Start of TEXT

Idaho Department of Labor projects job growth to continue, but staffing shortages probably will too

Posted at 3:58 AM, Jan 21, 2022
and last updated 2022-01-21 09:10:57-05

IDAHO — Staffing shortages have been top of mind for many, including government agencies presenting their budget requests to the Joint Appropriations Finance Committee (JFAC).

"I'm thrilled to report that almost with no exceptions, our public schools are open and they are operating. This is despite the urgent staffing shortages from substitute teachers, to bus drivers, to cafeteria staff," Sherri Ybara, the Idaho Superintendent of Public Instruction said.

The Idaho Department of Corrections brought up staffing shortages during its presentation to JFAC as well.

"I can't not mention the significance of our staffing shortages and what that means not just for the people who work in our correctional facilities but also for the people who live there," Josh Tewalt, the Director of the Idaho Department of Corrections said.

From public schools to the Department of Corrections and other government agencies, employers are having a hard time filling job openings.

The Idaho Department of Labor said this is a national problem, but Idaho's population growth is also fueling job growth.

"I don't think population growth is necessarily keeping up with employment demand, however, it is what has basically been fueling Idaho's employment growth to this extent," Craig Shaul, a Research Analyst Supervisor for the Idaho Department of Labor said.

As the population grows, so does the demand for services, creating more jobs in the state and this job growth is only expected to continue throughout 2022.

The Department of Labor is projecting more than 34,000 jobs to be added this year, but whether employers will be able to fill those jobs is uncertain.

"I would say that should the worker shortage intensity diminish, we're still going to be looking at--just because of demographics and what's driving this is mainly retirees--we're going to be looking at a tight labor force regardless of if this loses intensity," Shaul said.

Shaul said the Baby Boomer generation is retiring and the pandemic accelerated this

He also said since these are just projections, things could change, so right now when these staffing shortages may end is unclear.

End of TEXT
Start of DATA TO EXAMINE

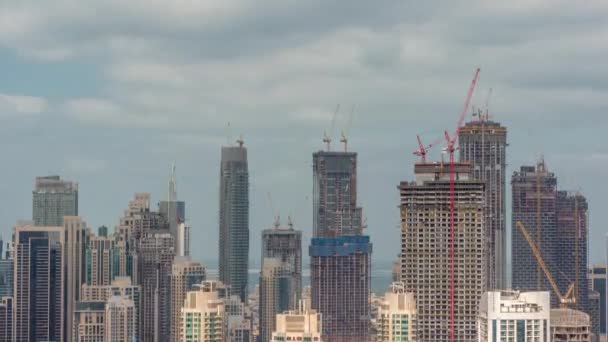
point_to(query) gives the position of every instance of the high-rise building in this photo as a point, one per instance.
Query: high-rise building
(121, 287)
(396, 317)
(425, 249)
(335, 210)
(276, 288)
(156, 253)
(514, 316)
(281, 274)
(598, 278)
(120, 320)
(6, 319)
(185, 273)
(568, 325)
(534, 203)
(203, 314)
(302, 324)
(340, 255)
(174, 212)
(89, 322)
(52, 199)
(39, 311)
(6, 271)
(340, 281)
(234, 219)
(100, 260)
(76, 239)
(483, 143)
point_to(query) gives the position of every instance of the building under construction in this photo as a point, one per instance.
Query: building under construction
(340, 255)
(425, 249)
(483, 143)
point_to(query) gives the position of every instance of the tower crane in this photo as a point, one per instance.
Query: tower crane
(564, 299)
(423, 150)
(450, 148)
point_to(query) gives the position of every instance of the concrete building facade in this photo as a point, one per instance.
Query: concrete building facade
(234, 219)
(303, 324)
(52, 199)
(514, 316)
(483, 143)
(396, 316)
(120, 320)
(425, 249)
(185, 274)
(39, 298)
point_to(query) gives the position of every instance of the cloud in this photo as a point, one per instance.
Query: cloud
(21, 104)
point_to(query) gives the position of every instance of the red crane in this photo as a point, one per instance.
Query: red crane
(423, 150)
(450, 148)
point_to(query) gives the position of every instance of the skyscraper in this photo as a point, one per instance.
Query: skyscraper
(100, 260)
(120, 319)
(173, 211)
(514, 316)
(185, 273)
(6, 271)
(276, 287)
(6, 319)
(89, 322)
(39, 284)
(340, 255)
(534, 201)
(234, 219)
(52, 199)
(76, 239)
(281, 274)
(425, 249)
(156, 253)
(335, 210)
(203, 314)
(396, 318)
(483, 143)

End of DATA TO EXAMINE

[ABOUT THIS EXERCISE]
Reproduce the passage from the Idaho staffing shortage article above, starting with "Idaho Department of Labor projects" and going on through "Finance Committee (JFAC).", with every word and punctuation mark unchanged.

[YOUR SOLUTION]
Idaho Department of Labor projects job growth to continue, but staffing shortages probably will too

Posted at 3:58 AM, Jan 21, 2022
and last updated 2022-01-21 09:10:57-05

IDAHO — Staffing shortages have been top of mind for many, including government agencies presenting their budget requests to the Joint Appropriations Finance Committee (JFAC).